* **Assignment**: Repeat each entry word for word.

* **Supplied data**:

=====

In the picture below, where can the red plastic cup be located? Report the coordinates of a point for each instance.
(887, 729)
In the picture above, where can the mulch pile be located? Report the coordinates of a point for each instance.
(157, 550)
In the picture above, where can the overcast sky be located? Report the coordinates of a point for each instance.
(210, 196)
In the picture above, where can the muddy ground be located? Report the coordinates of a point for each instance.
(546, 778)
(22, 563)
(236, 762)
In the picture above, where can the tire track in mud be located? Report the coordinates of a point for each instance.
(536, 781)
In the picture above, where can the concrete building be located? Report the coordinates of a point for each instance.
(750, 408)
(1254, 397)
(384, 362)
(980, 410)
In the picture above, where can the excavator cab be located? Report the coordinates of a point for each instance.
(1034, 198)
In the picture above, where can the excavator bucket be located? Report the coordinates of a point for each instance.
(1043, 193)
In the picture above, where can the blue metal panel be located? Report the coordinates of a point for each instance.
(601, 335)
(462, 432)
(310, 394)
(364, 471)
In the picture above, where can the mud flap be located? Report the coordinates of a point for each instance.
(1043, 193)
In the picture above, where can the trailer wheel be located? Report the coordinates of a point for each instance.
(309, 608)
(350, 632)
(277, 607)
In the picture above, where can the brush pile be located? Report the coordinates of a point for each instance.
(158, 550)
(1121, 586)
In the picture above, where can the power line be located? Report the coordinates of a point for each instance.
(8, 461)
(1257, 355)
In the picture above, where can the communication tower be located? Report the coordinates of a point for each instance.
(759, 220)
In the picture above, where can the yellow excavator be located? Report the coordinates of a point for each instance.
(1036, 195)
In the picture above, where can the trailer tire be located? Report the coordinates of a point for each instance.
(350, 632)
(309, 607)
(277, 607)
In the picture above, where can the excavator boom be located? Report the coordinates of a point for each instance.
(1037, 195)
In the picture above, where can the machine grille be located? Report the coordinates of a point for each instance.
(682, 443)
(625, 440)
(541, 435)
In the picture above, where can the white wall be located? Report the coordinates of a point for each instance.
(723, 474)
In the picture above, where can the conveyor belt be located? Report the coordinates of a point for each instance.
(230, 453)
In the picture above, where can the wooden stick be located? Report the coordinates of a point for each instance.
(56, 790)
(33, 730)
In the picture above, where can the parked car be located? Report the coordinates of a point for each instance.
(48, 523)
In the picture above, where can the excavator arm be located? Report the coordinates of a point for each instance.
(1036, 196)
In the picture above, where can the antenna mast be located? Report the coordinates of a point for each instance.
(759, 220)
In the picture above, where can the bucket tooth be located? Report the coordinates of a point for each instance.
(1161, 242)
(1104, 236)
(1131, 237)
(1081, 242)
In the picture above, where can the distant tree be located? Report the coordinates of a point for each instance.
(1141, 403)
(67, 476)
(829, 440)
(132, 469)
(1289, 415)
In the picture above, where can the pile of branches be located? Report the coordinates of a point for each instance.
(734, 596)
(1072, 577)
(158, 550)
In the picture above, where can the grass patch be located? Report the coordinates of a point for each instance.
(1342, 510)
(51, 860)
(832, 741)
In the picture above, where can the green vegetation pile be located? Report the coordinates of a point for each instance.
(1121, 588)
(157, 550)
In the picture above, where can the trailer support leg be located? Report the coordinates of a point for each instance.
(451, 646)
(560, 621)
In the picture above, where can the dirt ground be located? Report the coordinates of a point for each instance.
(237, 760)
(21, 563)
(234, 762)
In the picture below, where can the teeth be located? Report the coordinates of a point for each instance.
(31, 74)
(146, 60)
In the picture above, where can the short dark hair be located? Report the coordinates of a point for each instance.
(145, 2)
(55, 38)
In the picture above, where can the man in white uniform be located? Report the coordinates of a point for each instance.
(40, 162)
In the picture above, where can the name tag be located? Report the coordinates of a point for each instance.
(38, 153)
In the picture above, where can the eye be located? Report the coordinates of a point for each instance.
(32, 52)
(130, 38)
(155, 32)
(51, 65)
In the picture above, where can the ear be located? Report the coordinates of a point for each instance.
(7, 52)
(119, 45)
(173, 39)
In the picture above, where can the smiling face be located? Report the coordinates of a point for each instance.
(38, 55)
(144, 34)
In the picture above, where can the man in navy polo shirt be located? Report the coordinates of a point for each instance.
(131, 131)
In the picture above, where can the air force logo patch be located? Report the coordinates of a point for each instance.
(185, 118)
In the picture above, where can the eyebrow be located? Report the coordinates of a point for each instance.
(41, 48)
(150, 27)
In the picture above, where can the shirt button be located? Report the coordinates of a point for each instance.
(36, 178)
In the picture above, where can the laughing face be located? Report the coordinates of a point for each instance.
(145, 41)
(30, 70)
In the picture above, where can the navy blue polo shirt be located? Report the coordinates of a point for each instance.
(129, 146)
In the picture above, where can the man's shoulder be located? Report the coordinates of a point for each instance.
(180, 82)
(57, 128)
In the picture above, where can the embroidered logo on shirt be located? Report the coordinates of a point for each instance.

=====

* **Answer box**:
In the picture below, where can the red plastic cup be located? Report the coordinates of a point for each instance.
(887, 729)
In the picture above, where can the mulch pile be located? Report the coordinates of a point for each instance.
(157, 550)
In the picture above, where can the overcast sky be located? Report the coordinates of a point for each instance.
(210, 196)
In the picture above, where can the muddy ground be located? Report the coordinates of a point for each instance.
(546, 778)
(22, 563)
(236, 762)
In the picture above, where can the tire track in mud be located? Report the coordinates of a point for each instance.
(536, 781)
In the picture above, where can the concrete building be located? Report the coordinates of a point for each instance.
(750, 408)
(1254, 397)
(384, 362)
(980, 410)
In the picture above, where can the excavator cab be located? Report the coordinates of a point for each instance.
(1034, 198)
In the picture above, where can the excavator bucket be located? Report the coordinates of a point for each instance.
(1043, 193)
In the picture above, where can the blue metal panel be located? Report the coordinates of a point for each instance.
(601, 335)
(462, 432)
(310, 394)
(364, 471)
In the picture above, where can the mud flap be located? Report the coordinates of a point for each instance.
(1043, 193)
In the picture above, where can the trailer wheel be located? Report the coordinates of a point for each instance.
(309, 608)
(350, 632)
(277, 607)
In the picture above, where can the brush pile be located? Report the coordinates of a point for each instance.
(158, 550)
(1121, 586)
In the picture above, where can the power line be located? Report the coordinates of a point for each instance.
(8, 461)
(1257, 355)
In the picture above, where can the communication tower be located? Report the coordinates of a point for each instance.
(759, 220)
In the picture above, where can the yellow excavator be located? Report the coordinates of a point for each instance.
(1036, 195)
In the picture above, where can the trailer tire be located? Report the coordinates of a point for each instance.
(350, 632)
(309, 607)
(277, 607)
In the picture above, where can the excavator boom be located? Report the coordinates of a point for each instance.
(1037, 195)
In the picture above, where can the machine grille be located? Report the coordinates of a point for each instance.
(682, 443)
(625, 440)
(541, 435)
In the picture above, where can the white wall be located? Report the coordinates of a point for each instance.
(723, 474)
In the picture above, where can the conveyor belt be located? Report the coordinates of a point for each instance.
(230, 453)
In the picture above, where can the wooden stick be located? Report the coordinates of a point for each instance.
(56, 790)
(33, 730)
In the picture above, where can the parked car be located? Report the coordinates of a point for each instance.
(48, 523)
In the picture above, where can the excavator arm be located? Report the coordinates of a point for each instance.
(1036, 196)
In the picture above, where can the antenna mast be located? Report the coordinates of a point for each instance.
(759, 220)
In the picture above, where can the bucket tooth be located? Report the coordinates of a point for each instance.
(1161, 242)
(1104, 236)
(1131, 237)
(1081, 242)
In the picture above, where can the distant tree be located? Report the coordinates of a point for each instance.
(1141, 403)
(67, 476)
(829, 440)
(132, 469)
(1289, 415)
In the picture above, where can the pile of branches be located? Report the coordinates of a point for each instance.
(734, 596)
(1072, 577)
(158, 550)
In the picture above, where can the grass patch be located? Report the coordinates of a point for each instance.
(1342, 510)
(51, 860)
(832, 741)
In the picture above, where can the green vegetation pile be located? Report the coordinates of a point for each instance.
(1121, 588)
(157, 550)
In the picture above, where can the trailer support leg be located? Report the coordinates of a point for each instance.
(451, 646)
(560, 621)
In the picture above, where can the dirt ground be located? Report the coordinates of a point for each instance.
(237, 760)
(21, 563)
(234, 762)
In the picture below, where can the teeth be located? Report the coordinates of a point for each instance.
(31, 74)
(146, 60)
In the picture above, where can the short dark hair be located? Report the coordinates of a point for each instance.
(145, 2)
(55, 38)
In the picture above, where can the man in white uniform be located? Report the coordinates of a point for each instance.
(40, 162)
In the picture above, where can the name tag be located? Report the coordinates of a point for each instance.
(38, 153)
In the picture above, where can the eye be located? Report the coordinates of a point for each instance.
(32, 52)
(130, 38)
(155, 32)
(51, 65)
In the picture above, where can the ear be located? Report the coordinates of a point for each instance.
(7, 52)
(119, 45)
(173, 39)
In the picture above, where can the smiling face be located? Report the coordinates of a point for each instance.
(38, 55)
(144, 34)
In the picture above, where can the man in navy polo shirt be located? Report the coordinates of a point for each instance.
(131, 131)
In the picture above, where can the air force logo patch be located? Report the coordinates of a point for each instance.
(185, 118)
In the picture above, where can the eyebrow be located? Report the coordinates of a point for each instance.
(41, 48)
(150, 27)
In the picture above, where can the shirt button be located? Report the coordinates of a point for each instance.
(36, 178)
In the picture above, where can the laughing face be located? Report the coordinates of a point for each instance.
(145, 41)
(30, 70)
In the picture above, where can the navy blue polo shirt be located? Report the coordinates of a point for each instance.
(129, 146)
In the picture above, where can the man's shoulder be located? Report the coordinates of a point for each instance.
(180, 82)
(57, 128)
In the picture above, where can the embroidered logo on shirt be located? Report the coordinates of a point for each instance.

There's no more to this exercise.